**Your objective:**
Leave out the pictures and reproduce all of the data exactly.

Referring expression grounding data
/---

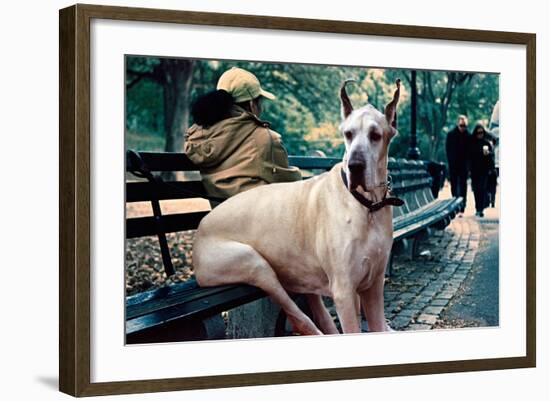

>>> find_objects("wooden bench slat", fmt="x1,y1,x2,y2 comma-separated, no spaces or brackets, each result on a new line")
127,281,251,319
393,198,462,240
390,171,431,180
392,179,432,195
393,198,455,229
126,211,208,238
287,156,341,170
126,181,208,202
132,153,344,173
129,152,198,172
126,280,199,307
126,284,265,335
394,212,452,241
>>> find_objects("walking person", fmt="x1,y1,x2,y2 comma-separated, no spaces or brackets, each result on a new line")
486,133,498,208
487,101,500,208
469,124,495,217
446,115,471,215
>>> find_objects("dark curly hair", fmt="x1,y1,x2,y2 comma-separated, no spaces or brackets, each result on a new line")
190,89,234,127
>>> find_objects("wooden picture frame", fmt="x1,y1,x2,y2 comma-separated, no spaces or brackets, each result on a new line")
59,3,536,397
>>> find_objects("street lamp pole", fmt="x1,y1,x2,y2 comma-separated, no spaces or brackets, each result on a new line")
407,70,421,160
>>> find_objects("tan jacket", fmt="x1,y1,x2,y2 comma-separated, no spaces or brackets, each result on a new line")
184,105,302,199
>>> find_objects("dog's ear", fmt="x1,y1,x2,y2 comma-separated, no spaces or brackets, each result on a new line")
340,80,355,119
384,79,401,136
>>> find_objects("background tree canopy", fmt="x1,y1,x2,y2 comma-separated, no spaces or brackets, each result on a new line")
126,56,499,163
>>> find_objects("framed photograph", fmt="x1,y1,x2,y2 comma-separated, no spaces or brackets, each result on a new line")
59,4,536,397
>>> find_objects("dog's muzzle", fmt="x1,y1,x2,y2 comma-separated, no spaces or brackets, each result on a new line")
346,160,366,191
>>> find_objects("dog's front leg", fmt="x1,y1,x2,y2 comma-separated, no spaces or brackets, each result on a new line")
332,281,361,333
359,271,390,332
306,294,339,335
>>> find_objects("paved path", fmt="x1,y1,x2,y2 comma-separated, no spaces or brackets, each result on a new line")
435,219,499,328
379,181,499,331
382,216,481,331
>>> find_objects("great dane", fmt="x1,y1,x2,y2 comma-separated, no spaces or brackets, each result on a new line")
193,79,402,335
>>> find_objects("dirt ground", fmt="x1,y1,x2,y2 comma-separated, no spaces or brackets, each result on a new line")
125,198,210,295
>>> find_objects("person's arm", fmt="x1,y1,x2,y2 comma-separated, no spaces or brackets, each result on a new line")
446,131,454,168
485,140,496,170
253,127,302,183
466,136,476,176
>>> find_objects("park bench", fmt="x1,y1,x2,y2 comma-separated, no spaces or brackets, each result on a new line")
125,151,462,344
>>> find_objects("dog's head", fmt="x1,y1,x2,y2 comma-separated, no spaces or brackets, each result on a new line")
340,79,401,194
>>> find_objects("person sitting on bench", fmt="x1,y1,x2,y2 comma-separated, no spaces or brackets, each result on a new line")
184,67,302,199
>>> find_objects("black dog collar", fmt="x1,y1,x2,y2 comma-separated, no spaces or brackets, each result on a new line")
340,168,405,212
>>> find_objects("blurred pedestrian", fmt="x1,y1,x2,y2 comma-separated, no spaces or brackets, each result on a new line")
488,101,500,208
469,124,495,217
446,115,470,215
486,133,498,208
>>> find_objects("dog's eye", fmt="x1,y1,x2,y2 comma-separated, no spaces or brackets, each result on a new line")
369,131,382,142
344,131,353,140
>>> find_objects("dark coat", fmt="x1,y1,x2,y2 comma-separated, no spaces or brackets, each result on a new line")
446,126,471,173
469,135,495,176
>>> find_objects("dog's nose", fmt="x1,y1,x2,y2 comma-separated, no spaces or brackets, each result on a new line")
348,160,365,174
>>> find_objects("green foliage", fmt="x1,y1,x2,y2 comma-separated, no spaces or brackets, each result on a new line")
126,56,164,139
450,73,500,128
126,56,499,164
126,79,164,137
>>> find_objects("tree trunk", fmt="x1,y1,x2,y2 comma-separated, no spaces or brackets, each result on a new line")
162,59,195,154
158,60,194,180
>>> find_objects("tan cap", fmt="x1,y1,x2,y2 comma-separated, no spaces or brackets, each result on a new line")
217,67,276,103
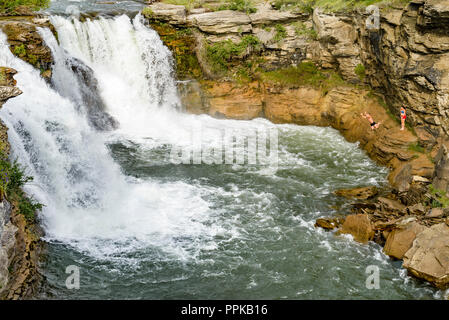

\---

**Output below:**
>>> find_objects("wooden bench slat", fmt="x1,y1,x2,y2 comma-separated, no spaces or brackets, each result on a new line")
127,281,251,319
393,198,462,240
390,171,431,180
392,179,432,195
393,198,455,229
126,211,208,238
287,156,341,170
126,181,208,202
132,153,344,173
129,152,198,172
126,280,199,307
126,284,265,335
394,212,452,241
>>> find_objects("walking person", fmt="x1,y1,x2,y2 comma-separated, no spaces or brackets, each result on a new line")
486,133,498,208
487,101,500,208
469,124,495,217
446,115,471,215
>>> find_objects("dark curly hair", fmt="x1,y1,x2,y2 comma-separated, no spaces or brackets, each result on a new line")
190,89,234,127
>>> find_objects("wooden picture frame", fmt="x1,y1,x2,y2 comma-separated, no spaces or brackets, each result on a new line")
59,3,536,397
>>> find_objects("street lamp pole", fmt="x1,y1,x2,y2 comma-separated, no spaces or brackets, each result on a new line")
407,70,421,160
>>> find_objects("tan jacket", fmt="x1,y1,x2,y2 comma-separated, no spaces or brackets, each result on a new line")
184,105,302,199
>>> find_objects("dog's ear", fmt="x1,y1,x2,y2 comma-separated, no spaces or brackets, each result on a new line")
340,80,355,119
384,79,401,136
>>> find_objects("background tree canopy", fmt="x1,y1,x2,y2 comma-separated, no spaces or brackets, each result on a new line")
126,56,499,163
>>> find_objects("framed photograph", fmt="x1,y1,x2,y2 comma-separated, no spaces or brackets, each result on a new line")
59,4,536,397
>>> find_objects("dog's muzzle", fmt="x1,y1,x2,y2 comma-separated, no spaces or brackets, each result on a new line")
346,160,366,191
>>> find_objects("dog's front leg", fmt="x1,y1,x2,y2 comma-separated, no spaces or brackets, each result on a new line")
332,281,361,333
359,271,390,332
306,294,339,335
>>> find_objects("paved path", fmt="x1,y1,x2,y2 comma-separated, no spaces or brackets, each result on a new line")
435,219,499,328
379,181,499,331
382,216,481,331
>>> find_objects("great dane", fmt="x1,y1,x2,y2 comma-separated, no spaces or brackets, each result on a new line")
193,79,402,335
>>> find_objects("dirt ground", fmt="x1,y1,x2,y2 comma-separated, no spaces or brackets, each result on a new line")
125,198,210,295
>>> find_objects("person's arm", fmt="x1,y1,x2,y2 comma-separated, no spaces or brackets, each result on a new line")
446,131,454,168
485,140,496,170
253,127,302,183
466,136,476,176
>>> find_objects("park bench", fmt="x1,y1,x2,y2 comma-separated, no spaces or brackets, each result on a new line")
125,151,462,344
>>> find_objects("dog's head", fmt="x1,y1,x2,y2 comma-separated, no spaces or brackets, each result on a new line")
340,79,401,194
>>> find_objects("person sitting on bench", fmt="x1,y1,x2,y2 comma-separated, no spaces or brackets, each result on a new line")
184,67,302,199
>>> find_objects("black dog collar", fmt="x1,y1,x2,y2 comma-separated, no spaces or brackets, each result on a new line")
340,168,405,212
>>> find_objects("blurred pedestrian", fmt="x1,y1,x2,y2 comma-separated, no spaces or brackets, each result on a new line")
488,101,500,208
469,124,495,217
446,115,470,215
486,133,498,208
>>> find_objects("dog's eye", fmt="x1,y1,x2,y2 comma-separated, no spaces or brackets, each result on a new line")
369,131,382,142
344,131,353,140
>>> find_objects("dark coat", fmt="x1,y1,x2,y2 comma-separated, no spaces or brackets, each result on a new line")
446,126,471,173
469,135,495,176
>>> find_objects("dog's nose", fmt="x1,y1,x2,y2 comma-separated, no spaces or brackets, each result on a new line")
348,160,365,174
>>> find_objects("green foliage", fmt="x1,y1,x2,y2 comma-separated, no spaces or brackets, each result on a new line")
126,56,164,139
450,73,500,128
126,56,499,164
126,79,164,137
>>> find_objects("tree trunk", fmt="x1,y1,x2,y2 comma-separated, no spaces or brackets, each result on a new line")
162,59,195,154
158,60,194,180
>>> find_objects("tan cap", fmt="x1,y1,x2,y2 comma-separated, no spaces or brackets, each result on a new line")
217,67,276,103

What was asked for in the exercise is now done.